#### [Document]
The IRS wouldn’t be slow walking Democrats’ unpopular policy if it were confident about how effective it would be. That is exactly why Republicans on the Committee on Ways and Means have twice passed H.R. 190, the Saving Gig Economy Taxpayers Act, which would undo this disastrous approach. Though the Biden-Harris Administration has repeatedly skirted the law to avoid sending new tax forms to 44 million Americans in an election year, this fall, Americans are left are wondering if the Administration will delay implementation for a third year.
Background:
- On December 23, 2022, the IRS announced its first delay in implementing the 1099-K provision of the American Rescue Plan Act of 2021 (ARPA) to “help reduce confusions during the upcoming 2023 tax filing season.”
- On April 4, 2023, Chairman Smith and Oversight Subcommittee Chairman Schweikert wrote to the GAO that Americans will struggle to afford accounting and paperwork prep needed to comply with the new IRS reporting scheme.
- On June 13, 2023, the Committee on Ways and Means voted to repeal this policy as part of the American Families and Jobs Act.
- On November 15, 2023, a report from the GAO showed that the IRS was ill-equipped to handle the implementation of the Democrats’ new policy.
- On November 21, 2023, the IRS announced its second delay in implementing the 1099-K provision.
- On December 21, 2023, Ways and Means Republicans sent a letter to IRS Commissioner Daniel Werfel demanding testimony from the Commissioner so that he could provide an explanation for the agency’s legal rationale for delaying implementation of the 1099-K provision for the second year in a row.
- When called to testify before the Ways and Means Committee on February 15, 2024, IRS Commissioner Werfel evaded questions regarding the IRS’s authority to change the Form 1099-K threshold without Congressional authorization.
- On September 11, 2024, the Ways and Means Committee advanced H.R. 190, the Saving Gig Economy Taxpayers Act, repealing the American Rescue Plan Act’s 1099-K provision.

#### [Challenge]
Transcribe the 1099-K passage above from "- When called" up to and including "without Congressional authorization.".

#### [Data extract]
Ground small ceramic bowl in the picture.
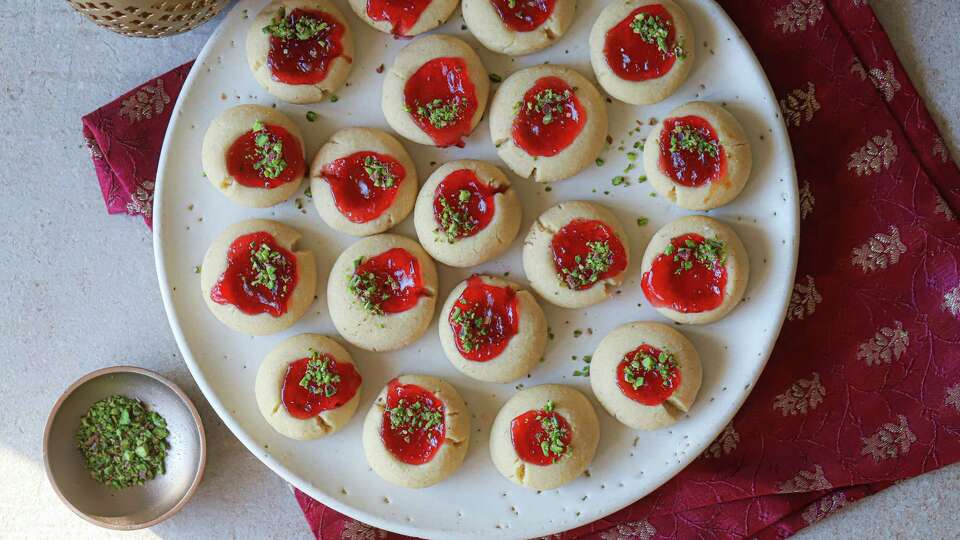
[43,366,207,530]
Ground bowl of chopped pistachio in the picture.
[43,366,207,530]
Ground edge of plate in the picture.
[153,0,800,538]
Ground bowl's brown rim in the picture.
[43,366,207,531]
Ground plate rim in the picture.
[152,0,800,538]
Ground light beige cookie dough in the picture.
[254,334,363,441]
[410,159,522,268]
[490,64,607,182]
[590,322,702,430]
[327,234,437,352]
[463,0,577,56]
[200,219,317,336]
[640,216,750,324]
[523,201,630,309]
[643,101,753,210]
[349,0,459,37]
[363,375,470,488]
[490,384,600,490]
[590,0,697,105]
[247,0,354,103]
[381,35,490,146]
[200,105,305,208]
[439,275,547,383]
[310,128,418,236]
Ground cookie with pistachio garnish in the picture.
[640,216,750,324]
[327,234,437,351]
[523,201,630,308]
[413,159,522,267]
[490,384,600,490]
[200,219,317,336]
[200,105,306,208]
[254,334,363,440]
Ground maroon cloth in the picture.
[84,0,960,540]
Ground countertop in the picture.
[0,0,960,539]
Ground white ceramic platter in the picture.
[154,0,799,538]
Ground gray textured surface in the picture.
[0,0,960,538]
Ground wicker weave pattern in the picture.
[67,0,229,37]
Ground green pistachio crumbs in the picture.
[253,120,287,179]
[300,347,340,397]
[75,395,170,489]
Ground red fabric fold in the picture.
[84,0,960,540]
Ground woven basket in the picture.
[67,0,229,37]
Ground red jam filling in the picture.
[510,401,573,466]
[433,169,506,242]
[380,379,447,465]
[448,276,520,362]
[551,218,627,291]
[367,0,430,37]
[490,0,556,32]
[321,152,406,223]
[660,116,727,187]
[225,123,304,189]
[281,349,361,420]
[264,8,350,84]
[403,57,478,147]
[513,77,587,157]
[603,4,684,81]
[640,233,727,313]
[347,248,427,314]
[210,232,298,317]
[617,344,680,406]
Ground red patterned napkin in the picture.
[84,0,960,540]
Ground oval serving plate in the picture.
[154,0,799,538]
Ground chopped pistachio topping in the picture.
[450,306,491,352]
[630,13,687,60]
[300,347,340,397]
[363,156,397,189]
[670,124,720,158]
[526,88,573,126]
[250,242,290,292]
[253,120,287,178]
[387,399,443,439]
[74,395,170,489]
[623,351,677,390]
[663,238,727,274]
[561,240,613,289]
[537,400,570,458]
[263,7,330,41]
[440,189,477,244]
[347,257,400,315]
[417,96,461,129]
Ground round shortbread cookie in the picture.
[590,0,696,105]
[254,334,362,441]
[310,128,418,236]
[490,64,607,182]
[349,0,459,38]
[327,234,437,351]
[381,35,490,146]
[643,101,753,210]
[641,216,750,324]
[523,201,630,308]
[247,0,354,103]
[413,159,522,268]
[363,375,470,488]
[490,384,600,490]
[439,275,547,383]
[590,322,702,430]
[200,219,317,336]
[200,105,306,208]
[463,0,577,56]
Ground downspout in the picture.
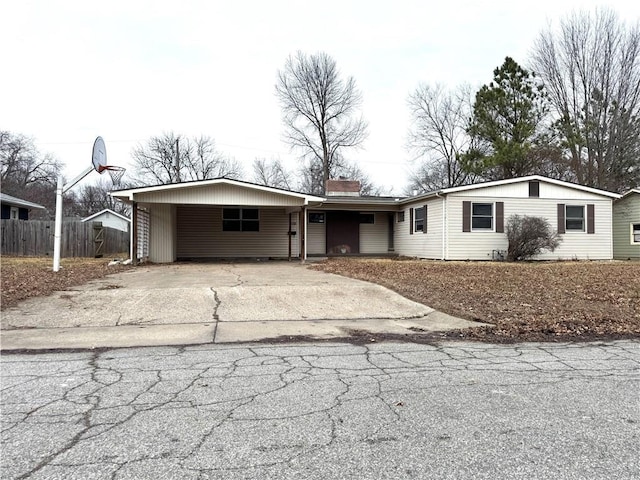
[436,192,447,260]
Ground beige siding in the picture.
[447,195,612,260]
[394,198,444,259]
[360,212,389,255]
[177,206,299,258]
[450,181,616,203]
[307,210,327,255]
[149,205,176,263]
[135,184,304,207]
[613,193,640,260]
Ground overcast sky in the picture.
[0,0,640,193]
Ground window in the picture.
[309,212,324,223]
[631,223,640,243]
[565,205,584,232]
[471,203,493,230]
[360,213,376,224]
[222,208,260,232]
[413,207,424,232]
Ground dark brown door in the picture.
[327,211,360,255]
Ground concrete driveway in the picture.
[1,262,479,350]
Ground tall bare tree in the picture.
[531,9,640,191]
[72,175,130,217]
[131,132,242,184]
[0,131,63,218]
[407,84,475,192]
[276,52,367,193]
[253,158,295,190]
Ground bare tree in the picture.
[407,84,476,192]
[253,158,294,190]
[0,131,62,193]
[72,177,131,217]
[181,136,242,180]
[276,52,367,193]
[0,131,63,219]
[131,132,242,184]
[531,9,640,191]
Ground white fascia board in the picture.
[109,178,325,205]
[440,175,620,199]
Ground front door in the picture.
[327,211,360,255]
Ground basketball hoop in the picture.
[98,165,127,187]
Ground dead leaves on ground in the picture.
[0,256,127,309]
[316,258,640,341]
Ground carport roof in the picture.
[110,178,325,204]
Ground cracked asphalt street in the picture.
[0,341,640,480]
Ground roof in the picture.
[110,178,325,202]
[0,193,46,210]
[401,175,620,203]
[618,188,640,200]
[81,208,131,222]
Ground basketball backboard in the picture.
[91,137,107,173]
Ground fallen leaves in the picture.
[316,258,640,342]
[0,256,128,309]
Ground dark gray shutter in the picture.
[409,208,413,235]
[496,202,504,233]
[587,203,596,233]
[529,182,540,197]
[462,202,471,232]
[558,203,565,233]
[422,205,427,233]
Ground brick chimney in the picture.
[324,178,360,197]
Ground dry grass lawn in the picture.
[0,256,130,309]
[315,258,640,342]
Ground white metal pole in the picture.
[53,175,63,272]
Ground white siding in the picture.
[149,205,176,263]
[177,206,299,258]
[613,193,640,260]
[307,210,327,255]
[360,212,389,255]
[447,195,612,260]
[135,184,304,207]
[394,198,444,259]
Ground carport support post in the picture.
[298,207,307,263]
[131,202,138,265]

#### [Correct response]
- When called to testify before the Ways and Means Committee on February 15, 2024, IRS Commissioner Werfel evaded questions regarding the IRS’s authority to change the Form 1099-K threshold without Congressional authorization.